= EXCERPT =
▽

Utrecht, 13 April 2026 - The future of healthcare requires a global perspective and the courage to let go of familiar solutions. These, and other thought-provoking perspectives, are at the centre of the 'Healthcare&' trade fairs 2026, which will take place from 14 to 16 April 2026 at Royal Dutch Jaarbeurs. Healthcare professionals, policymakers and innovators from home and abroad will come together to look beyond familiar solutions. With international speakers, a sold-out exhibition floor and a substantive programme fully compiled by an independent programme committee, the trade fairs emphatically position themselves as a guiding platform for tomorrow's healthcare.
Leading speakers such as digital anthropologist Payal Arora and nurse and care innovator Teun Toebes challenge the audience to let go of existing assumptions. Not Europe, but rather the countries below the equator (the Global South) and Asia are put forward as regions where valuable insights about inclusive care, technology and living together are emerging.

△

= Region pointing data =
▽

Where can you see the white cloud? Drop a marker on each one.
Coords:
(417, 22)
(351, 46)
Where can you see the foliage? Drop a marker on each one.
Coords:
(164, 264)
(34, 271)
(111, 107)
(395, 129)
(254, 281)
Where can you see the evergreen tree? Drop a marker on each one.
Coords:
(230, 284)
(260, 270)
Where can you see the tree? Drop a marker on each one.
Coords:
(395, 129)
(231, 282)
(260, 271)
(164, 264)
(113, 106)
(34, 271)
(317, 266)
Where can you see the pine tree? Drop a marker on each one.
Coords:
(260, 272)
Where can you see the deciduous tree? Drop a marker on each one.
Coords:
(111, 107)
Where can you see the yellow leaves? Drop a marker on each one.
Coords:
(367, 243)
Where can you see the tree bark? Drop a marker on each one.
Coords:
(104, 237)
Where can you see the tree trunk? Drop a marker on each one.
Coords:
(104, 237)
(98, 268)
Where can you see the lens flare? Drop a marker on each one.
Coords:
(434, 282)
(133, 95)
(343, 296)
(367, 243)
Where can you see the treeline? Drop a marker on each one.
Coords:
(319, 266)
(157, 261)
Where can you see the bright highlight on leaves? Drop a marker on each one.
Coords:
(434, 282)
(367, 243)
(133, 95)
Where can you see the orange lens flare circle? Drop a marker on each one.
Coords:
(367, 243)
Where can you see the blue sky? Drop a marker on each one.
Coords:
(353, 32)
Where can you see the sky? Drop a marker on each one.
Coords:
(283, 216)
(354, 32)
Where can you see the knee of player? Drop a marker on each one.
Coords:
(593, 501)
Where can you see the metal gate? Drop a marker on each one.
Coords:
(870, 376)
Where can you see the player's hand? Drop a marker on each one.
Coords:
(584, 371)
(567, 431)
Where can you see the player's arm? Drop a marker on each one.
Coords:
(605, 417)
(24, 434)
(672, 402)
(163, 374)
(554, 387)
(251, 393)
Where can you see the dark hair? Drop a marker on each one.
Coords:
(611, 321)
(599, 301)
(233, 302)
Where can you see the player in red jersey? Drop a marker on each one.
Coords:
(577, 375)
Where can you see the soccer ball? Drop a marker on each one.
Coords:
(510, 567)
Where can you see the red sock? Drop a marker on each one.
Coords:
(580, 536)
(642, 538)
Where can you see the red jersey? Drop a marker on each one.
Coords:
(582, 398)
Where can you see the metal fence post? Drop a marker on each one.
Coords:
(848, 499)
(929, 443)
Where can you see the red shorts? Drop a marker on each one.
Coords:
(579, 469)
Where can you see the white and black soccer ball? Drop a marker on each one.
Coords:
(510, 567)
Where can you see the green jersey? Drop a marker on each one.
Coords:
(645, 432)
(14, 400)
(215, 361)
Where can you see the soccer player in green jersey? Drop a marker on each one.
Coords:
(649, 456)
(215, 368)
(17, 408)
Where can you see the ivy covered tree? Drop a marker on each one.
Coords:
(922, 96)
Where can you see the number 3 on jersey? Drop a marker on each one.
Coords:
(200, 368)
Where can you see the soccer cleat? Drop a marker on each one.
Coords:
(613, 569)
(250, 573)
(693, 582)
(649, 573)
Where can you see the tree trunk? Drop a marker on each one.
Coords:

△

= TASKS FOR THIS EXERCISE =
(A) Answer these questions from the trade fair announcement:
(i) On which dates will the 'Healthcare&' trade fairs take place?
(ii) Who compiled the substantive programme?
(iii) Which regions are put forward as places where valuable insights about inclusive care are emerging?
(B) Write out the part of the trade fair announcement between "Utrecht, 13 April" and "for tomorrow's healthcare.", inclusive.
Use only the trade fair announcement.

= RESULTS IN ORDER =
(A)
(i) From 14 to 16 April 2026.
(ii) An independent programme committee.
(iii) The countries below the equator (the Global South) and Asia.

(B)
Utrecht, 13 April 2026 - The future of healthcare requires a global perspective and the courage to let go of familiar solutions. These, and other thought-provoking perspectives, are at the centre of the 'Healthcare&' trade fairs 2026, which will take place from 14 to 16 April 2026 at Royal Dutch Jaarbeurs. Healthcare professionals, policymakers and innovators from home and abroad will come together to look beyond familiar solutions. With international speakers, a sold-out exhibition floor and a substantive programme fully compiled by an independent programme committee, the trade fairs emphatically position themselves as a guiding platform for tomorrow's healthcare.